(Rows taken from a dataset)
↓
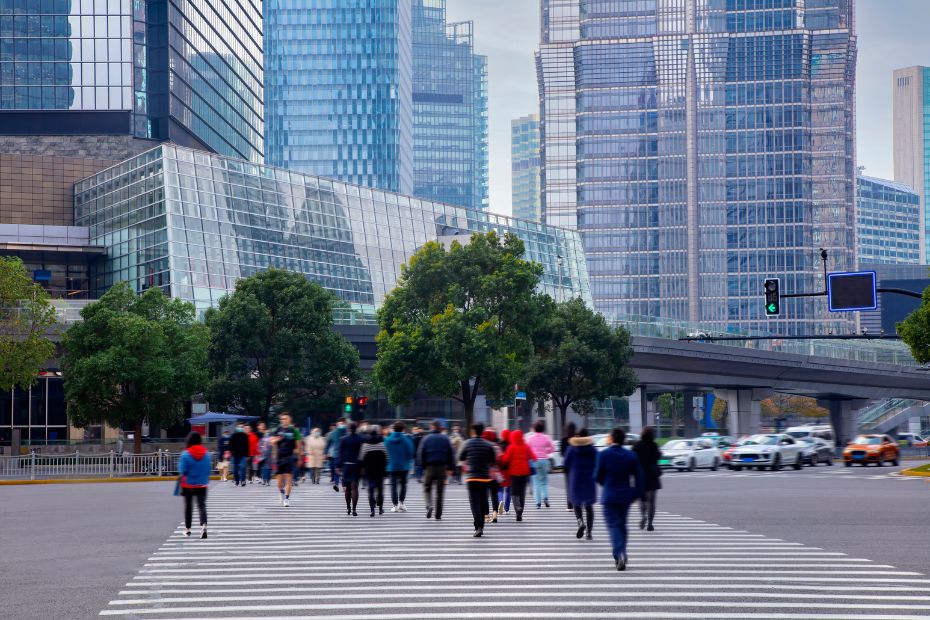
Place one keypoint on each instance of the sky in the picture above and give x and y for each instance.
(892, 34)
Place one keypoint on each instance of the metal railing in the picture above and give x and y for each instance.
(36, 466)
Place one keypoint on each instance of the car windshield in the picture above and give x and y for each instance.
(761, 440)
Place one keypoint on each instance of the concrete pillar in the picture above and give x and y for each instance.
(638, 410)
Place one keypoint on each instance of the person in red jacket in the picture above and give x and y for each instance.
(517, 461)
(253, 451)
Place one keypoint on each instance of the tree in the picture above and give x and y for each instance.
(915, 330)
(134, 358)
(459, 322)
(578, 358)
(272, 341)
(25, 320)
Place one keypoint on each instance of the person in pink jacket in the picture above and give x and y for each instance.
(542, 446)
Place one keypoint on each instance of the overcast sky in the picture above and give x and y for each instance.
(892, 34)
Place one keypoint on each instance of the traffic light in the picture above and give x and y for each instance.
(772, 297)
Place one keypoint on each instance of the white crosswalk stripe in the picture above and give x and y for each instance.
(311, 560)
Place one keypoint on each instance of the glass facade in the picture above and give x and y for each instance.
(525, 167)
(450, 105)
(192, 223)
(701, 147)
(339, 77)
(189, 72)
(887, 222)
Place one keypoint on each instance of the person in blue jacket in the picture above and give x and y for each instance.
(400, 453)
(194, 468)
(619, 473)
(580, 459)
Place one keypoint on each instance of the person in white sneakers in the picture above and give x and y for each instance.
(399, 447)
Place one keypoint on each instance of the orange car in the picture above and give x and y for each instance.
(871, 449)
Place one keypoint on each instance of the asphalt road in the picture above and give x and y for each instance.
(69, 550)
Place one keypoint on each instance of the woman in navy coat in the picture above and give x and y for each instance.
(580, 458)
(619, 473)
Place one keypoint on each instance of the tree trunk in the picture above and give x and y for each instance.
(137, 439)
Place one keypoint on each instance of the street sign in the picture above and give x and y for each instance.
(852, 291)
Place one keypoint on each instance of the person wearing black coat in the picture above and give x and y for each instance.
(648, 452)
(569, 432)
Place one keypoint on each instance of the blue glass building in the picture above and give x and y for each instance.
(189, 72)
(339, 82)
(450, 103)
(701, 147)
(887, 222)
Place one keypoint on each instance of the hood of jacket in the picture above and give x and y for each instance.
(581, 441)
(198, 452)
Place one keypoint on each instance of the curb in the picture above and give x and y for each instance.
(91, 480)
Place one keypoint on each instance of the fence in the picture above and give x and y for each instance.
(35, 466)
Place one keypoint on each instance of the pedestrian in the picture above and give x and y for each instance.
(239, 449)
(400, 454)
(541, 445)
(517, 460)
(618, 472)
(194, 468)
(435, 458)
(373, 458)
(580, 459)
(286, 438)
(222, 455)
(315, 449)
(490, 435)
(418, 436)
(478, 455)
(649, 454)
(503, 493)
(333, 443)
(570, 431)
(349, 468)
(254, 440)
(457, 440)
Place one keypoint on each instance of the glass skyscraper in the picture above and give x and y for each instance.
(189, 71)
(339, 83)
(911, 141)
(887, 222)
(450, 103)
(525, 167)
(701, 146)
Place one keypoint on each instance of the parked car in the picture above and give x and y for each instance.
(690, 454)
(816, 450)
(867, 449)
(771, 450)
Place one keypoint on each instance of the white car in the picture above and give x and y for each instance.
(772, 450)
(690, 454)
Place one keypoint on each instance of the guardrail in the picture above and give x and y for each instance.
(35, 466)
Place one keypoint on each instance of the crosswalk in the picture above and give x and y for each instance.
(311, 560)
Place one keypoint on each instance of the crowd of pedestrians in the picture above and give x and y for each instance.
(498, 468)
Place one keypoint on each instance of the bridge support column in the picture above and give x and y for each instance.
(638, 409)
(844, 417)
(744, 413)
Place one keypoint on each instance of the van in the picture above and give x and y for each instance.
(819, 431)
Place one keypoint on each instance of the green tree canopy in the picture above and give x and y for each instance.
(272, 341)
(578, 358)
(25, 320)
(915, 330)
(134, 358)
(459, 322)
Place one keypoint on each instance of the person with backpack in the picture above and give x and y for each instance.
(580, 458)
(194, 469)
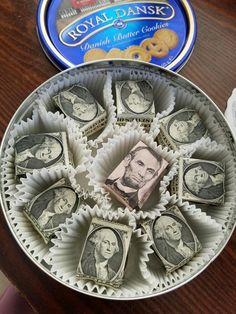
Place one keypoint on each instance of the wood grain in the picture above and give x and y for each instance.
(24, 67)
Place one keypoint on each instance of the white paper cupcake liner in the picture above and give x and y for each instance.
(212, 151)
(208, 232)
(100, 86)
(114, 151)
(31, 186)
(164, 99)
(67, 249)
(218, 130)
(44, 122)
(219, 153)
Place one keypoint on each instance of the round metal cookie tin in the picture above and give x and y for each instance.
(212, 225)
(73, 32)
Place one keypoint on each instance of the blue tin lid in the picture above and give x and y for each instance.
(73, 32)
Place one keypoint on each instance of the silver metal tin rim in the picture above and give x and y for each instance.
(26, 108)
(57, 58)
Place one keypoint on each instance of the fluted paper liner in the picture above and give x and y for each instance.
(163, 93)
(31, 186)
(184, 99)
(218, 130)
(208, 232)
(222, 213)
(67, 249)
(211, 224)
(99, 84)
(44, 122)
(114, 151)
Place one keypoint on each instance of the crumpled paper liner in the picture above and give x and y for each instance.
(65, 254)
(163, 92)
(221, 213)
(100, 86)
(114, 151)
(184, 99)
(31, 186)
(208, 232)
(214, 121)
(44, 122)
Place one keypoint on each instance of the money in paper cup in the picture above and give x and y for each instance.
(174, 241)
(201, 181)
(50, 208)
(78, 103)
(181, 128)
(133, 180)
(135, 100)
(105, 252)
(37, 151)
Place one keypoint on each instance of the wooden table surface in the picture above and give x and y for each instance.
(24, 67)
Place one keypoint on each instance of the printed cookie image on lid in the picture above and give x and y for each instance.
(80, 31)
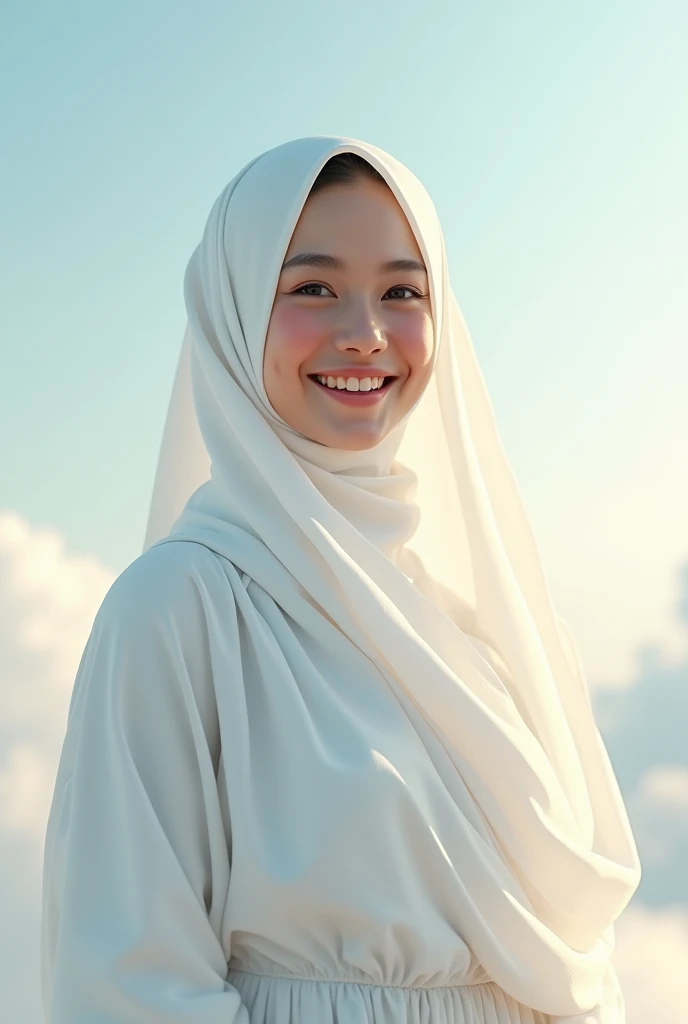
↑
SHORT PROBLEM: Write out word for word every line from the one containing "Place one keypoint on each instance of the printed" through the end of the items, and leave out any pictures.

FINAL ANSWER:
Place one keypoint on each instance of the printed cookie image on lid in the picture above and give x and y for each instance.
(80, 31)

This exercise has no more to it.